* [WRITTEN INSTRUCTION]
Reproduce exactly the lines from the one containing "tread in the photo above." through the last line of the records below, both included, and nothing else.

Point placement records

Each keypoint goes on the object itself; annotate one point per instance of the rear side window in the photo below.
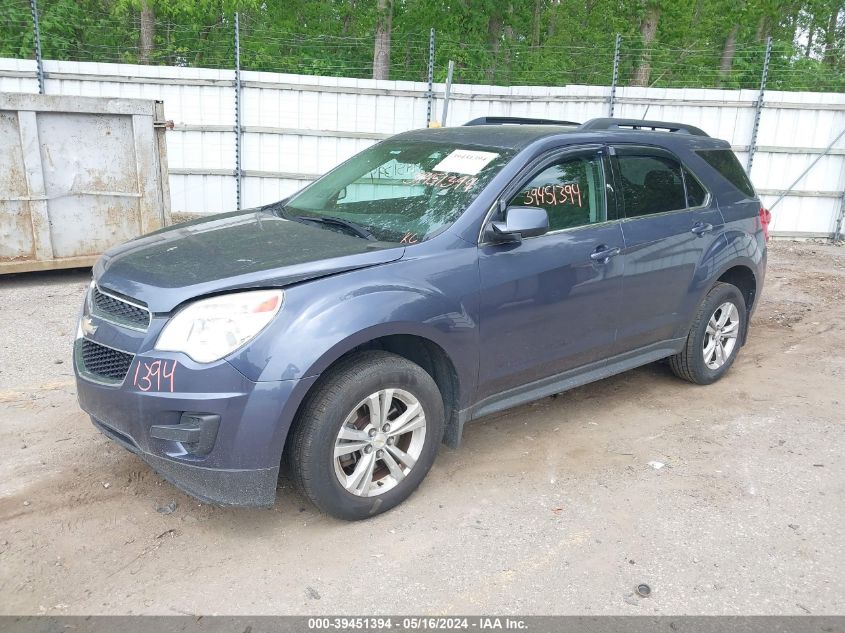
(651, 184)
(724, 161)
(696, 194)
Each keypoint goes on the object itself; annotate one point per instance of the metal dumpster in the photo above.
(77, 176)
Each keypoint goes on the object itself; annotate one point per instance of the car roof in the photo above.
(521, 135)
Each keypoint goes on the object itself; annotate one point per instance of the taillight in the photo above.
(765, 219)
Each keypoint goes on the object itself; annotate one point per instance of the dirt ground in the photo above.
(551, 508)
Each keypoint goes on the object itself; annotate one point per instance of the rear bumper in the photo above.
(233, 461)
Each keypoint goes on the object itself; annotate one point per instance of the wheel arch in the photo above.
(417, 347)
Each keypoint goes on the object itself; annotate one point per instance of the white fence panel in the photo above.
(295, 127)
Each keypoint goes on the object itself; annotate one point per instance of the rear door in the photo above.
(551, 303)
(663, 245)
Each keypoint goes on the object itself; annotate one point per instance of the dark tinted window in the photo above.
(571, 192)
(696, 194)
(651, 184)
(724, 161)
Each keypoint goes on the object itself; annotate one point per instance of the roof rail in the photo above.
(515, 120)
(637, 124)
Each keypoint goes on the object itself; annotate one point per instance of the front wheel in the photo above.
(367, 436)
(714, 339)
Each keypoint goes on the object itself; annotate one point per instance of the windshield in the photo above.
(398, 191)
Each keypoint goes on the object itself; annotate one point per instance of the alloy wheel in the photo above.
(720, 337)
(379, 442)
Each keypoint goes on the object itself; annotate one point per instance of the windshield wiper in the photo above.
(357, 229)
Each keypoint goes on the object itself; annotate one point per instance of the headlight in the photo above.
(210, 329)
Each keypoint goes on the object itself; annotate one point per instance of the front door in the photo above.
(550, 303)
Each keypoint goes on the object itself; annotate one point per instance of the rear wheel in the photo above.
(367, 436)
(714, 339)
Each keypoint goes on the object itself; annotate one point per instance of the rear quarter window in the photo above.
(725, 162)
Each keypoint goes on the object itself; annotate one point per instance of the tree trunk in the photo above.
(830, 38)
(810, 34)
(494, 39)
(763, 28)
(146, 42)
(347, 19)
(381, 52)
(648, 31)
(728, 54)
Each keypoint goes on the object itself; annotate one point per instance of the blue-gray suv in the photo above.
(441, 275)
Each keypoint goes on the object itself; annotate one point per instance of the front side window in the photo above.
(398, 190)
(651, 184)
(571, 191)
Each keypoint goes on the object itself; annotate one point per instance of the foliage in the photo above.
(535, 42)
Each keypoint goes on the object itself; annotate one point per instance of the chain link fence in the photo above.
(76, 31)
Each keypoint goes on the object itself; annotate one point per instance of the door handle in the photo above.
(603, 253)
(700, 228)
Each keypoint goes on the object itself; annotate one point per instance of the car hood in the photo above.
(230, 251)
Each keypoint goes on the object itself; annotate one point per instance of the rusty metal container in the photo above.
(77, 176)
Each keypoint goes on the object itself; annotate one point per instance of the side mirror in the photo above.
(519, 222)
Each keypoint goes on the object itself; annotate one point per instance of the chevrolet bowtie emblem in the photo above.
(88, 327)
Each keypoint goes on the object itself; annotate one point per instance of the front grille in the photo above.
(104, 361)
(120, 311)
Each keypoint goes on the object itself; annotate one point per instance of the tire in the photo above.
(690, 363)
(342, 400)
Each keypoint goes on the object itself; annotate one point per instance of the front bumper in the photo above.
(237, 463)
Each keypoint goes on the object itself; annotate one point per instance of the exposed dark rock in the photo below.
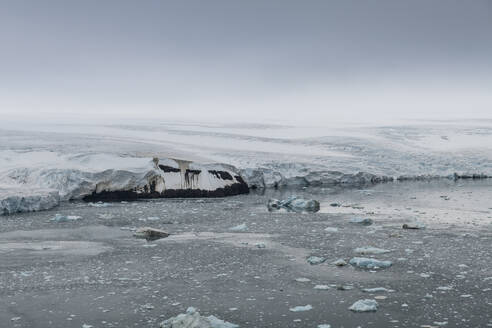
(224, 175)
(169, 169)
(131, 195)
(150, 233)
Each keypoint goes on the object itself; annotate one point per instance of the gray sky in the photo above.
(300, 61)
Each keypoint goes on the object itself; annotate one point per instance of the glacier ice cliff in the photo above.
(35, 181)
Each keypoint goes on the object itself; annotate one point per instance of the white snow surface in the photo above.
(76, 159)
(193, 319)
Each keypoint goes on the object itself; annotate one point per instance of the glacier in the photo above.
(48, 178)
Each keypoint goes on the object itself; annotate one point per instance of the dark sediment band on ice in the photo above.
(131, 195)
(455, 176)
(260, 178)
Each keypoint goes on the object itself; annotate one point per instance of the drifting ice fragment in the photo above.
(368, 250)
(363, 221)
(365, 305)
(301, 308)
(367, 263)
(313, 260)
(193, 319)
(241, 227)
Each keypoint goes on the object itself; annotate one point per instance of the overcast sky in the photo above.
(305, 61)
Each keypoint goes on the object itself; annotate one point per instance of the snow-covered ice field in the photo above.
(231, 258)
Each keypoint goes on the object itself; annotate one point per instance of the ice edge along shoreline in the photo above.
(187, 180)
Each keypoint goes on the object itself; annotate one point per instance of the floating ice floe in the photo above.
(303, 279)
(193, 319)
(240, 227)
(365, 305)
(362, 221)
(293, 204)
(301, 308)
(150, 233)
(368, 250)
(107, 177)
(340, 262)
(313, 260)
(322, 287)
(368, 263)
(65, 218)
(375, 290)
(16, 200)
(413, 225)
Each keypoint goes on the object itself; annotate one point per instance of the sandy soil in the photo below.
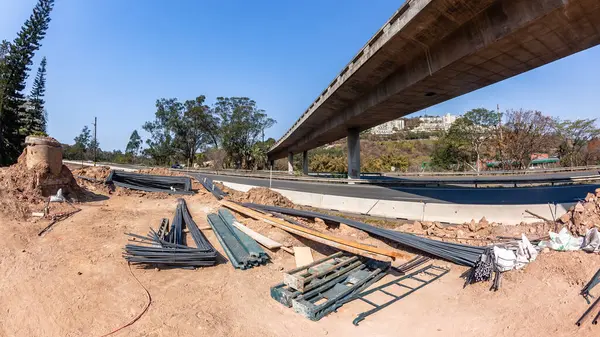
(74, 282)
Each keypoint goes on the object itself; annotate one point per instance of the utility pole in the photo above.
(95, 141)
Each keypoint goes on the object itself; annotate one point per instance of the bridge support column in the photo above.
(305, 162)
(353, 154)
(290, 163)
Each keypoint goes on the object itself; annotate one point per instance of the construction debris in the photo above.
(210, 186)
(324, 285)
(421, 277)
(585, 292)
(242, 250)
(333, 241)
(584, 215)
(303, 256)
(458, 253)
(167, 246)
(410, 265)
(151, 183)
(263, 240)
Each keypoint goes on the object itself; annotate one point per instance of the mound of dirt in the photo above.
(94, 172)
(584, 215)
(25, 190)
(260, 195)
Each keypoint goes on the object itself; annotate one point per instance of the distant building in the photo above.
(388, 128)
(435, 123)
(424, 124)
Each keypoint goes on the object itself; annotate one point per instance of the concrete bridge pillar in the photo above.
(290, 163)
(305, 162)
(353, 154)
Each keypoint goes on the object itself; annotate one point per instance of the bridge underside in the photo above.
(442, 50)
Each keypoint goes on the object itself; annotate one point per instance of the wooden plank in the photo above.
(343, 244)
(288, 250)
(303, 256)
(263, 240)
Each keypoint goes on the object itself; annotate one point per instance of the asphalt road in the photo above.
(455, 194)
(458, 195)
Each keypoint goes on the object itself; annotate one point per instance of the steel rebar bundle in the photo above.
(164, 247)
(585, 292)
(210, 186)
(458, 253)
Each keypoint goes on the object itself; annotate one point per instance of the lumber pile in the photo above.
(353, 247)
(241, 249)
(316, 289)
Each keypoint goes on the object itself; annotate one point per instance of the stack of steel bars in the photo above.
(412, 264)
(167, 246)
(458, 253)
(242, 250)
(151, 183)
(210, 186)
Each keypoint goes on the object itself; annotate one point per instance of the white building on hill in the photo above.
(388, 128)
(435, 123)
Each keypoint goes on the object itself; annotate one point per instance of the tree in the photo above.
(242, 124)
(33, 119)
(195, 128)
(452, 151)
(82, 143)
(13, 74)
(524, 133)
(181, 129)
(161, 139)
(477, 127)
(134, 144)
(574, 137)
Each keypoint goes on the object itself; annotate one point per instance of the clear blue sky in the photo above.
(113, 58)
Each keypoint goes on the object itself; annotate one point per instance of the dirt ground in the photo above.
(74, 282)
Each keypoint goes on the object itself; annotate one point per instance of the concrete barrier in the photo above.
(443, 212)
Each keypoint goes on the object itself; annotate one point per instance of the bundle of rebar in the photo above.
(210, 186)
(242, 250)
(412, 264)
(585, 292)
(151, 183)
(461, 254)
(167, 247)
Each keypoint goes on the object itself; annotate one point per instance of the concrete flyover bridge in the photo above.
(430, 51)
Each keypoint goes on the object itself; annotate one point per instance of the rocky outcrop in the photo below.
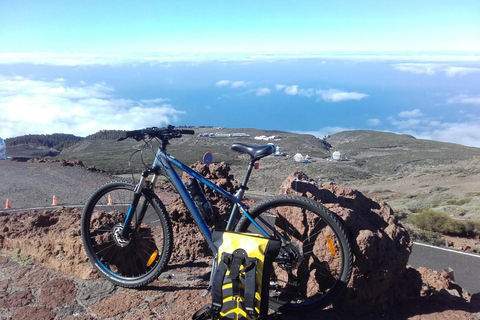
(381, 245)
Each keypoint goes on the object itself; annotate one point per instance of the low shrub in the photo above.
(429, 237)
(436, 221)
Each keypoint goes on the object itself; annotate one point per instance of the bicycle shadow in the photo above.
(182, 276)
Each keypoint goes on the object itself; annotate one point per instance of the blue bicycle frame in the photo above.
(163, 163)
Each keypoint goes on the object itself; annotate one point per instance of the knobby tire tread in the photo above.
(162, 214)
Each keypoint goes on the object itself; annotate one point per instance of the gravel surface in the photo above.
(33, 184)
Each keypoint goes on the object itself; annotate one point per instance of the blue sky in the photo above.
(311, 66)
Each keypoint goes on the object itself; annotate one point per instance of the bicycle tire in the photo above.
(320, 253)
(139, 259)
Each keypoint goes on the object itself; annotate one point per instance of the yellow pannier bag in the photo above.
(240, 287)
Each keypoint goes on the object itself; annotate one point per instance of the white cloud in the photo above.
(409, 124)
(42, 107)
(460, 71)
(239, 84)
(69, 59)
(291, 90)
(223, 83)
(410, 114)
(331, 95)
(435, 68)
(334, 95)
(262, 91)
(464, 99)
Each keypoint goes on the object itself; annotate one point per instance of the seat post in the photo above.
(243, 186)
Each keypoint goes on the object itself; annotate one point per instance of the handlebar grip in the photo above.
(132, 134)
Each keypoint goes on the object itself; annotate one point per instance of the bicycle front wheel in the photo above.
(315, 263)
(138, 257)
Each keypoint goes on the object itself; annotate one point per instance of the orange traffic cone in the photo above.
(54, 201)
(110, 201)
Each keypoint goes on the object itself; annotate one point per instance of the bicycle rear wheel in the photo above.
(315, 263)
(137, 258)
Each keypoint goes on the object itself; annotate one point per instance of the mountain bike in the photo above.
(128, 237)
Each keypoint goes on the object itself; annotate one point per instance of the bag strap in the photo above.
(223, 266)
(250, 285)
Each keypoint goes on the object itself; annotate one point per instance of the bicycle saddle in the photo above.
(256, 152)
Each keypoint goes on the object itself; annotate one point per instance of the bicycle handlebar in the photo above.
(161, 133)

* [FINAL RESULT]
Each keypoint goes on the object itself; annotate one point per instance of the knobby tire tread in the photo above.
(162, 214)
Each keypoint goes on the object itself; annotate one point per instance of the gravel surface in the photo above.
(33, 184)
Each keypoint goes on the object itself; annotate one point per instance of the blue sky in the photo above.
(311, 66)
Each keypoint goes on the object itself; annotate one point per instance of the bicycle tire in the photo above.
(320, 253)
(139, 259)
Each keypoint goes on the object itself; annotate one point per instance of the yellow pannier bag in the photo above.
(240, 287)
Each keypoint goes on the object itself; annotate one point per instance of the white cloud in the photo above.
(409, 124)
(42, 107)
(460, 71)
(239, 84)
(69, 59)
(291, 90)
(223, 83)
(410, 114)
(331, 95)
(435, 68)
(334, 95)
(262, 91)
(464, 99)
Each keypoint goes on the object itself; annotate one point per instance of the seat post in the photo above.
(243, 186)
Each keypoint goes on the object itself; annotate one point per instance of the handlebar grip in the photo above.
(132, 134)
Each keypoint goes on the object itself; annotate one point per instance of the bicycle front wheel in the photo above.
(315, 263)
(138, 257)
Each keypoint goes on the object itself; annotate one point per instance of the orange traffic cone in the photo above.
(54, 201)
(110, 201)
Each keypoint goes on the object itself; annotate one point per instance of the bicycle rear wheel in the photo above.
(315, 263)
(137, 258)
Each keypoint goes on the object itself; annotate one point per instance of the mountain bike in the photo above.
(128, 237)
Each keypoint goes on the object itself; annotate one point per instance of the bag strap in the photo above.
(223, 266)
(250, 285)
Each keypoint goes on the object itself; annotate one point per instance of the bicycle saddle in the photo above.
(256, 152)
Each keypoint goes on the object itself; annotate one point per instance of the bicycle handlebar in the photo above.
(161, 133)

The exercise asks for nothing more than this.